→ INSTRUCTIONS FOR THE TASK: Take each line of the entries below that contains "black" and copy it.
......
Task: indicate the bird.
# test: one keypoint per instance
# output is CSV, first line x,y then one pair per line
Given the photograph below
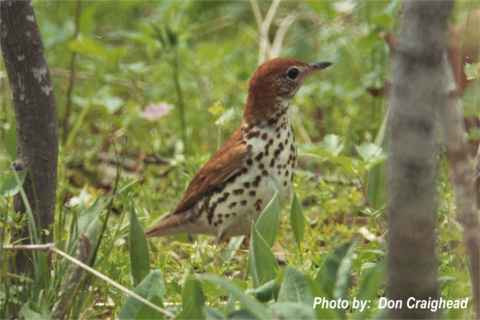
x,y
232,188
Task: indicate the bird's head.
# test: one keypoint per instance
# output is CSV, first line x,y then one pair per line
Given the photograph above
x,y
274,83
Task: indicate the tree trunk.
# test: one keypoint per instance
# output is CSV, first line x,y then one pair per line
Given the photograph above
x,y
419,90
34,103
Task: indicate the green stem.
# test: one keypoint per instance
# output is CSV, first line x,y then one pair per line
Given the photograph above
x,y
180,102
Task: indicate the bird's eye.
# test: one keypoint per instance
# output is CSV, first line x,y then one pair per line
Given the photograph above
x,y
293,73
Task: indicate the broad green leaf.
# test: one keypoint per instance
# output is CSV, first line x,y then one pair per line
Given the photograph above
x,y
89,223
333,144
334,275
269,220
233,245
267,291
370,282
323,313
262,263
9,185
376,193
213,314
139,258
297,220
472,71
241,314
295,288
248,302
193,300
28,314
151,288
291,310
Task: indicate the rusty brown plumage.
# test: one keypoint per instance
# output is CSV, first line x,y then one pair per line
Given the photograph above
x,y
237,174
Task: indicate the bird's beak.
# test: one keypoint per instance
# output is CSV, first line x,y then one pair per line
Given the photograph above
x,y
314,67
319,65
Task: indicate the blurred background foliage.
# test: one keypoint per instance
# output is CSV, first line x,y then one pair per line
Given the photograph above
x,y
158,87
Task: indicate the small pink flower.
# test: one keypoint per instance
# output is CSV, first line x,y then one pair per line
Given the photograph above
x,y
156,111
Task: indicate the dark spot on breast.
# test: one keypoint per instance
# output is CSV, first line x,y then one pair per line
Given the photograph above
x,y
238,191
259,156
272,162
253,134
257,180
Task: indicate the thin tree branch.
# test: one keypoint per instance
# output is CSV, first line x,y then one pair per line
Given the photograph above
x,y
464,179
72,74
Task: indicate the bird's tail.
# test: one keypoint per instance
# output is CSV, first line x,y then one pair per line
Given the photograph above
x,y
171,224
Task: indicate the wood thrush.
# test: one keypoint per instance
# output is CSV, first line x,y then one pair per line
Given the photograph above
x,y
233,187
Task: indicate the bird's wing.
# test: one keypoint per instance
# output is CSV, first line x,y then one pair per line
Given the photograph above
x,y
225,163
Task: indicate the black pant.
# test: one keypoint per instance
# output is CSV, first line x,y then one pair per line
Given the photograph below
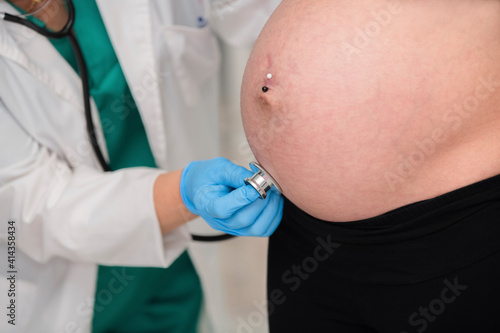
x,y
432,266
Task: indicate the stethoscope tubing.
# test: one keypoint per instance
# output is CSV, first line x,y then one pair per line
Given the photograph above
x,y
67,31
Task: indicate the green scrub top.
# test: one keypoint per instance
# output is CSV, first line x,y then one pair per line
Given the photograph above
x,y
146,299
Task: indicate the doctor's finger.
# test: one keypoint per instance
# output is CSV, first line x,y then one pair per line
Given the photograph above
x,y
247,216
269,218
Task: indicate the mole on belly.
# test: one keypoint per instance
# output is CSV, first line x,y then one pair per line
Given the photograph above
x,y
269,77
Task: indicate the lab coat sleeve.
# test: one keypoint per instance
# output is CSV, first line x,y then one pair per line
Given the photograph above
x,y
80,214
239,22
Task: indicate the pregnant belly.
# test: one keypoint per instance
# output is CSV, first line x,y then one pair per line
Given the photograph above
x,y
376,104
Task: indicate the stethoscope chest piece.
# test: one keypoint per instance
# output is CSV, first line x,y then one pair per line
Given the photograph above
x,y
261,181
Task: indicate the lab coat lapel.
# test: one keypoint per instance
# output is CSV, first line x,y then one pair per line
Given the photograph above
x,y
128,23
35,53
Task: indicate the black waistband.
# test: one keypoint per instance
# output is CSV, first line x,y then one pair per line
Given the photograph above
x,y
407,245
411,221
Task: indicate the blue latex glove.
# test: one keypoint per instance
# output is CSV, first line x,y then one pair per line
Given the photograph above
x,y
216,191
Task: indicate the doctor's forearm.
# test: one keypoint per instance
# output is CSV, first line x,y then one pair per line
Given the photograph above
......
→ SOLUTION TO THIS PROBLEM:
Task: indicate the black pant.
Task: indicate the black waistband.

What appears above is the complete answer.